__What you should do__: Which of the lines below contain the string "tire"? Copy every such line, treating uppercase and lowercase as different.

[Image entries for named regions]
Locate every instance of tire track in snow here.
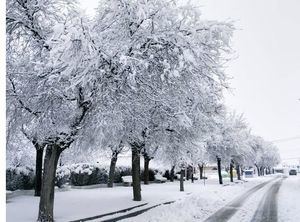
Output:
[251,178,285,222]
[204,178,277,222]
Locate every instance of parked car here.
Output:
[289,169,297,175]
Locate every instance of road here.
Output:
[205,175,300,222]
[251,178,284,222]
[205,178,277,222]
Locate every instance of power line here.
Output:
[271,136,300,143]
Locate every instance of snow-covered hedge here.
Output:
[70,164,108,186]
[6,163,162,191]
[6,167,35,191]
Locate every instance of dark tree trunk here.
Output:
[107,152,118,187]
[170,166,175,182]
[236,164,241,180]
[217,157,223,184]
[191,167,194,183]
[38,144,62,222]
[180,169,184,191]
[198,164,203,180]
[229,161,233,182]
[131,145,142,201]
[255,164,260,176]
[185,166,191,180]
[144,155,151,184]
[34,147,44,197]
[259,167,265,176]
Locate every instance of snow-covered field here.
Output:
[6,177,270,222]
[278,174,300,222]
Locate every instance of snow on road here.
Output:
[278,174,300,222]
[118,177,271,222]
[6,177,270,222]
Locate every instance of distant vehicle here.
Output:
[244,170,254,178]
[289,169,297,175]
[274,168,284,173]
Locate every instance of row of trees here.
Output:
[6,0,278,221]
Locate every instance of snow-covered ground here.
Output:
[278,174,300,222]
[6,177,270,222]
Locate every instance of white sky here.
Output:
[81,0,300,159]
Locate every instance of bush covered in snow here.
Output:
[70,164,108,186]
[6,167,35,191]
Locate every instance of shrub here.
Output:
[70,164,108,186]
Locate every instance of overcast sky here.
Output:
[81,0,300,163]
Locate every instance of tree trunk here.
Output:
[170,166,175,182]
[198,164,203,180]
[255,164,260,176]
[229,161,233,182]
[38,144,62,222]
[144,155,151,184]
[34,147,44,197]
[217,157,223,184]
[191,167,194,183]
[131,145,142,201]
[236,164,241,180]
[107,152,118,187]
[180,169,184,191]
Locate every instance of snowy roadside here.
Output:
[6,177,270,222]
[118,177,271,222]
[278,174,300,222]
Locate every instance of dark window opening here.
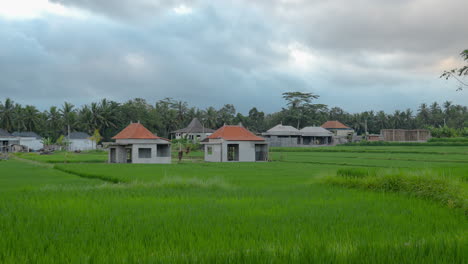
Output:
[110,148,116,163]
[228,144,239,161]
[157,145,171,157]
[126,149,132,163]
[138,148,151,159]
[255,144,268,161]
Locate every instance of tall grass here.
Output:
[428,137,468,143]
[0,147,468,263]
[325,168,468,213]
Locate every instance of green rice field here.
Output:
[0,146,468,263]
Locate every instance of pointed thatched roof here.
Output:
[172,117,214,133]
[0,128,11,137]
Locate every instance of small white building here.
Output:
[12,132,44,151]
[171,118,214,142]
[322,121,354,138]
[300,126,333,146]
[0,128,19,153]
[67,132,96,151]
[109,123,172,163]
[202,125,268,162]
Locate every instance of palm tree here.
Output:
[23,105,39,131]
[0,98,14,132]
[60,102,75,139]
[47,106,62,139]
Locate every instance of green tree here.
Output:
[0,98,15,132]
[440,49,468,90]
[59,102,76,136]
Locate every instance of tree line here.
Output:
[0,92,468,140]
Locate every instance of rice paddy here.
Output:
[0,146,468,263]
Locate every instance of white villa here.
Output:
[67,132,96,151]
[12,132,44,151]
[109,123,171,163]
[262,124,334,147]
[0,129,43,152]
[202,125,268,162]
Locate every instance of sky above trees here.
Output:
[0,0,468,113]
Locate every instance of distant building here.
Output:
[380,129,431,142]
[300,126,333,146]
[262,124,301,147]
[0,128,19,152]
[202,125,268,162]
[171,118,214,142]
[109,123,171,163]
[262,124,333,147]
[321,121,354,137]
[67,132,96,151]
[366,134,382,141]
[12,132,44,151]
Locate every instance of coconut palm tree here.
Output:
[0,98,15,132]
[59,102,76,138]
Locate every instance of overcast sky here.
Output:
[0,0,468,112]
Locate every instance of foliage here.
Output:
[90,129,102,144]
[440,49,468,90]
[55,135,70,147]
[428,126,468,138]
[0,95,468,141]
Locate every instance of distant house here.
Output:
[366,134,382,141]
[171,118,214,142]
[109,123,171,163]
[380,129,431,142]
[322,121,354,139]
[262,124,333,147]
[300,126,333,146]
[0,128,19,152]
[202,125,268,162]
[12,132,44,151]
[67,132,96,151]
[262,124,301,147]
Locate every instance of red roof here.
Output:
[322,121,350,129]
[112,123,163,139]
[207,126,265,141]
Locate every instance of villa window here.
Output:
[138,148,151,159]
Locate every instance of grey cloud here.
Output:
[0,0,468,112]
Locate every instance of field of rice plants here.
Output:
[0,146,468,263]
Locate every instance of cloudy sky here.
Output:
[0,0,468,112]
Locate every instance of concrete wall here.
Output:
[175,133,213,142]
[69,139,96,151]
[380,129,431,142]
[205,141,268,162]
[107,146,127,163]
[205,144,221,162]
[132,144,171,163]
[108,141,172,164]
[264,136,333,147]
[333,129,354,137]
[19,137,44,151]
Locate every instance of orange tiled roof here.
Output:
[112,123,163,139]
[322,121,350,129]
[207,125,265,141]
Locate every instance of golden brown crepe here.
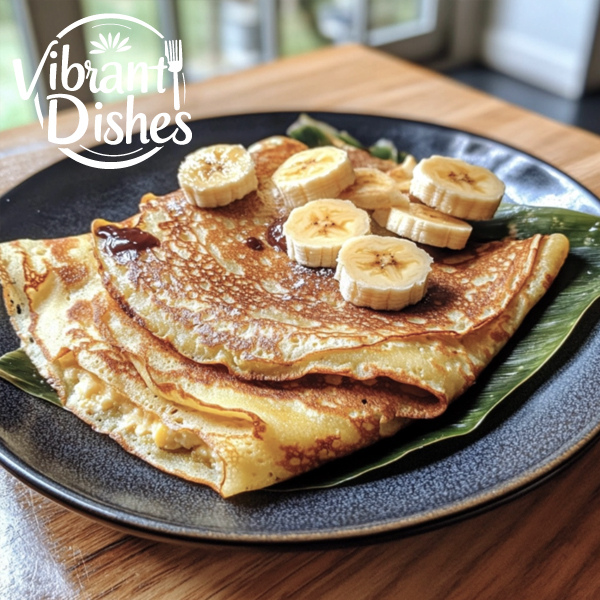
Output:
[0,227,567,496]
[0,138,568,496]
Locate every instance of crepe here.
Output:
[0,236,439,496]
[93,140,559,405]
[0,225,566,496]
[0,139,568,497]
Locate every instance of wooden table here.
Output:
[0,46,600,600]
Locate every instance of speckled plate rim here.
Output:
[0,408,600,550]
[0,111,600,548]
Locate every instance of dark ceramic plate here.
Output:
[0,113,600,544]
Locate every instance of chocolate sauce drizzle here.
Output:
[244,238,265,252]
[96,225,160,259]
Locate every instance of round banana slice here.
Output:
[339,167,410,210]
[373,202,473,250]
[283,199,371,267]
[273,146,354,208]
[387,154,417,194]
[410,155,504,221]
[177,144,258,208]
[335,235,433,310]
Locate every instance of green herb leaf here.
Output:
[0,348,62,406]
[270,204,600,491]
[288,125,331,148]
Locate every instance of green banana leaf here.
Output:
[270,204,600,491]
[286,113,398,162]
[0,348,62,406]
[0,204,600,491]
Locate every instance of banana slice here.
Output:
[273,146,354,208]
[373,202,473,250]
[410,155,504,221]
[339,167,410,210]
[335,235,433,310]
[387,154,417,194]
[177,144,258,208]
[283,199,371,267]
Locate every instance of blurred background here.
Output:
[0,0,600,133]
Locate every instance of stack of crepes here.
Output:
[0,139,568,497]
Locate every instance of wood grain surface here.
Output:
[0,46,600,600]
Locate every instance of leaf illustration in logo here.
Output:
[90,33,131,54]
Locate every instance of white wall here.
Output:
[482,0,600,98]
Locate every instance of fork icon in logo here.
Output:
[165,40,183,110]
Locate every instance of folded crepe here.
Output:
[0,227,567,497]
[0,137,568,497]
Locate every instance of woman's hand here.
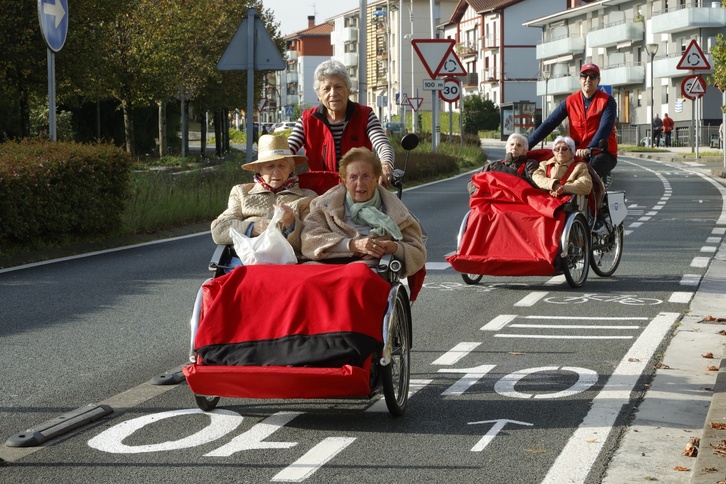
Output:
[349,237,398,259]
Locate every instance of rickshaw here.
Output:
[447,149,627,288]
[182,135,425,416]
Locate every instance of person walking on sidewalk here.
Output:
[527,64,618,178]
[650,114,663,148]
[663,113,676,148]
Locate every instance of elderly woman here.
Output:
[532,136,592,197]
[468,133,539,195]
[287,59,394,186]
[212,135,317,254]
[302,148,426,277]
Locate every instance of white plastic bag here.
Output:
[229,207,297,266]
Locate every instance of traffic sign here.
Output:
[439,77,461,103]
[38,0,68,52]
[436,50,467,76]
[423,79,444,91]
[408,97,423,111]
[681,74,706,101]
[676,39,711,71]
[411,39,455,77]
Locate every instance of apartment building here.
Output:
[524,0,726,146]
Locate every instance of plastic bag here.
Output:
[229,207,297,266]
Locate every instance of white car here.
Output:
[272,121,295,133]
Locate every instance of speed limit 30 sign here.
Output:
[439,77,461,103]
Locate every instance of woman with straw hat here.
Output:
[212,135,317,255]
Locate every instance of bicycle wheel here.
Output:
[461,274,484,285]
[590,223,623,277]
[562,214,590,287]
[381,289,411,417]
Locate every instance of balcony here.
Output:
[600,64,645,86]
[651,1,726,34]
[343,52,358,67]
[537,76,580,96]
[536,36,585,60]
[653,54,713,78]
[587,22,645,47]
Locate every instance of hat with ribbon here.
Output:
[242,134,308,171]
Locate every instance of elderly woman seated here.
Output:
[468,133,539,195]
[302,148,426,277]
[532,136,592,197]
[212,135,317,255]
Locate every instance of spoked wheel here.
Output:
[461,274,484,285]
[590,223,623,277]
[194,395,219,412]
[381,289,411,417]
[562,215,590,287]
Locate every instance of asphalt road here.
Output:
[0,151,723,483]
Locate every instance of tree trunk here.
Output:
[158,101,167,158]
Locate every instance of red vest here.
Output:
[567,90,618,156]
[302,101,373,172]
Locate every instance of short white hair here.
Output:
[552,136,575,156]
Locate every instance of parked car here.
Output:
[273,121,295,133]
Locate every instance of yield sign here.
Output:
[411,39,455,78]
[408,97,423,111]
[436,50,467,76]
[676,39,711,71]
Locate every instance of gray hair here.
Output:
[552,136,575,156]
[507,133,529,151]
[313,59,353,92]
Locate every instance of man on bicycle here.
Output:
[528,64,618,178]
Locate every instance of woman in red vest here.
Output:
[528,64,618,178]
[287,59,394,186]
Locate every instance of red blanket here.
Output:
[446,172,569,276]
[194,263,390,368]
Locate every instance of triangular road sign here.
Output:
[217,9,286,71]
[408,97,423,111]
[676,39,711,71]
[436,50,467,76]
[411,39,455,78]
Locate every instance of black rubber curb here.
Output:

==

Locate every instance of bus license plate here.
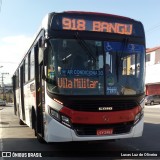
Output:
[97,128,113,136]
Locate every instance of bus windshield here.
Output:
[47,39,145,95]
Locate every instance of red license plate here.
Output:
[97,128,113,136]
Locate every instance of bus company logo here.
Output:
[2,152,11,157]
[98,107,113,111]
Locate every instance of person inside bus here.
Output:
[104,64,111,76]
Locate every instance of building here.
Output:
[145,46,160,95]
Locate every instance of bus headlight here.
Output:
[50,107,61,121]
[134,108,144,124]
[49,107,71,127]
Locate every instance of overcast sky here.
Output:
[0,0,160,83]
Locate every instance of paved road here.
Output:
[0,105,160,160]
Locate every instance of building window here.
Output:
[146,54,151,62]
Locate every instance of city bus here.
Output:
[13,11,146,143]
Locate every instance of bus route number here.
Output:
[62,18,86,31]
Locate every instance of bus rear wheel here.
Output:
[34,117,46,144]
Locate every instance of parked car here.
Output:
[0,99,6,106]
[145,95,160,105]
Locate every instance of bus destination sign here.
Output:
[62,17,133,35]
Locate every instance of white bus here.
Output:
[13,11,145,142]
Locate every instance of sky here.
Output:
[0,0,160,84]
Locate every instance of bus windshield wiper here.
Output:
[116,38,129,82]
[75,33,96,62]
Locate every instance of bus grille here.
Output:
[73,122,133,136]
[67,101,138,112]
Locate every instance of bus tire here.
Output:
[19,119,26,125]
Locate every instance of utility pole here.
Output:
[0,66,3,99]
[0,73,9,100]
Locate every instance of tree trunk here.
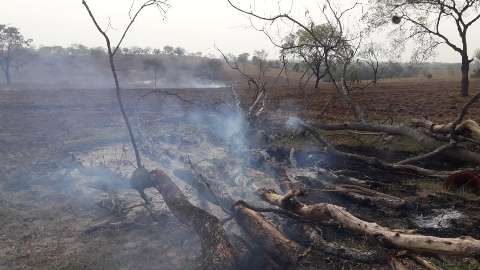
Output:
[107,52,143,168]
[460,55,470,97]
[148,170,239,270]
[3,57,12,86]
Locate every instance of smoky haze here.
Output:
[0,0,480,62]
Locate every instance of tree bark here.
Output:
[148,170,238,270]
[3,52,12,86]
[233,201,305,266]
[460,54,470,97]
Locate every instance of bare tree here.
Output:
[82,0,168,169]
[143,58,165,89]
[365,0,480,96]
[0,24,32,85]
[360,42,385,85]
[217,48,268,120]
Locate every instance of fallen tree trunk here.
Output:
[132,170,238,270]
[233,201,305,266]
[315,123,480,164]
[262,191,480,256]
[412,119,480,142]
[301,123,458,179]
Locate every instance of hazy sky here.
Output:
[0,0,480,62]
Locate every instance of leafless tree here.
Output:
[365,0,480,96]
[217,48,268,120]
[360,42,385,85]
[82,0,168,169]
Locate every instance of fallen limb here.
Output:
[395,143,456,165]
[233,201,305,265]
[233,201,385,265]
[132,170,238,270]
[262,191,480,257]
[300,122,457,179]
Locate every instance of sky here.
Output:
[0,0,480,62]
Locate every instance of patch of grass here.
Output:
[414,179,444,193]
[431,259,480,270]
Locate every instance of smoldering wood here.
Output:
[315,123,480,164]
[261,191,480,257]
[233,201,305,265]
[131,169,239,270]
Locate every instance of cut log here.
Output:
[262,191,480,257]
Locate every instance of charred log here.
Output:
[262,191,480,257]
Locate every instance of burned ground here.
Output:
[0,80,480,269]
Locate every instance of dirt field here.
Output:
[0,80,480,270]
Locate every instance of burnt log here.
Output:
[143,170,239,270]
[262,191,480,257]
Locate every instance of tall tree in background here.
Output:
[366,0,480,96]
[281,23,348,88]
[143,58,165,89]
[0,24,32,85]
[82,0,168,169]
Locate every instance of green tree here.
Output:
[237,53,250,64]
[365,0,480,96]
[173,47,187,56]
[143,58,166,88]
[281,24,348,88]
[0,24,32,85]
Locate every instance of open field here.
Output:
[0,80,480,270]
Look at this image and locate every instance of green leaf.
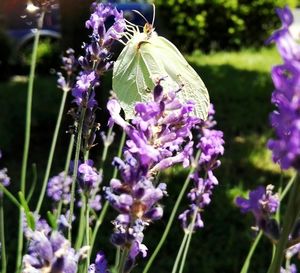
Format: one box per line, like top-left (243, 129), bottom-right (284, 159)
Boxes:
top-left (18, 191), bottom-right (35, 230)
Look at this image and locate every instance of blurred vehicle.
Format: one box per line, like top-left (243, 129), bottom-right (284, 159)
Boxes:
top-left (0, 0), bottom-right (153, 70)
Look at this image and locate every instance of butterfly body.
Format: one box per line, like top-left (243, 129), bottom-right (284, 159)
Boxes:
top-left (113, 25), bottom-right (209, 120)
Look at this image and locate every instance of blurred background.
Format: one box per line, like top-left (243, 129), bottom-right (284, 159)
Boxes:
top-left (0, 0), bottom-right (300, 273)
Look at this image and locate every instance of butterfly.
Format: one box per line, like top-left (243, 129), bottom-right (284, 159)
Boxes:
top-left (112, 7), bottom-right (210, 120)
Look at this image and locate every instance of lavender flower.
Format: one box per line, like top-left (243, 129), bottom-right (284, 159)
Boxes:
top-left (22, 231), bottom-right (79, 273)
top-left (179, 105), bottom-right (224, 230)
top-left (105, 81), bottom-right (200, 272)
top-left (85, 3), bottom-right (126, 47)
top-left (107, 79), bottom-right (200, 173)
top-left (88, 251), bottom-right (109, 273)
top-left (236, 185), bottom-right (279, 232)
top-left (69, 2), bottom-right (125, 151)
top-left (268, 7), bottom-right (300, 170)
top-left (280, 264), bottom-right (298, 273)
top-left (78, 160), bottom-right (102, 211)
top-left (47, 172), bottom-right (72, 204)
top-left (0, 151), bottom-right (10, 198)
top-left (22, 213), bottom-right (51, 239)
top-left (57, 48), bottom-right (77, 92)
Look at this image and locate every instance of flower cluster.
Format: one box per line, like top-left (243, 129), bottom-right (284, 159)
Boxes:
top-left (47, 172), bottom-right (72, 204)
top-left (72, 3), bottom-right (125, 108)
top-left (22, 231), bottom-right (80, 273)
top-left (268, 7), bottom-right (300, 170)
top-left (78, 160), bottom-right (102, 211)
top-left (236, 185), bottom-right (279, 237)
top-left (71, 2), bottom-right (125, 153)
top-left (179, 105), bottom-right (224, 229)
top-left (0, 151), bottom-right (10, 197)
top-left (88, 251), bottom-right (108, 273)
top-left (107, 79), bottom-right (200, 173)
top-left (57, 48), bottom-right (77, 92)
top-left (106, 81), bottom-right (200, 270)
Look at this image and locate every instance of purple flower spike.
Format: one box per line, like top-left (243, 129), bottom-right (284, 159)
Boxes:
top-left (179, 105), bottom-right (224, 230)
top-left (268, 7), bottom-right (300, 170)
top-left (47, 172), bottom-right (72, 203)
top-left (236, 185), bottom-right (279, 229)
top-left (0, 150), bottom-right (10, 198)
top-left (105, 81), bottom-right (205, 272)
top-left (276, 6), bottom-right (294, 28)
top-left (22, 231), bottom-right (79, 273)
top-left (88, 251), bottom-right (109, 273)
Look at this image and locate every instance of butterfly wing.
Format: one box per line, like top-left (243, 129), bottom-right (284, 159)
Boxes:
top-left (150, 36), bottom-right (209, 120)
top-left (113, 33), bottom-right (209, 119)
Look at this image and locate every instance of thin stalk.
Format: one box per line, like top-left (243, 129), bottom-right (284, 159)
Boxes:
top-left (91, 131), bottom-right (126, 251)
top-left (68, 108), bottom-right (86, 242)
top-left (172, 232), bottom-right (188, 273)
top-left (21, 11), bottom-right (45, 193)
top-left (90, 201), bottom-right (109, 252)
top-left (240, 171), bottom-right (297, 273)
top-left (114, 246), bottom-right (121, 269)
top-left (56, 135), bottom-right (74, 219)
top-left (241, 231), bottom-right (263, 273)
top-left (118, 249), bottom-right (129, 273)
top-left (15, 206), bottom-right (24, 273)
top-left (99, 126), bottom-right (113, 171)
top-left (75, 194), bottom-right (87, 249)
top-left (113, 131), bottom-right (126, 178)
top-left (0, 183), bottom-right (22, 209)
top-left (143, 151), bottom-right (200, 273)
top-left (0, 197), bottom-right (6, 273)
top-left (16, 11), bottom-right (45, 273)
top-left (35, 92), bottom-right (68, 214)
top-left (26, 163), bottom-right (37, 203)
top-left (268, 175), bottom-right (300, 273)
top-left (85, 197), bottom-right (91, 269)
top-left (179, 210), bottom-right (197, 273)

__Response to the task__:
Locate every instance of tire track in snow here.
Locate every instance of bus tire here.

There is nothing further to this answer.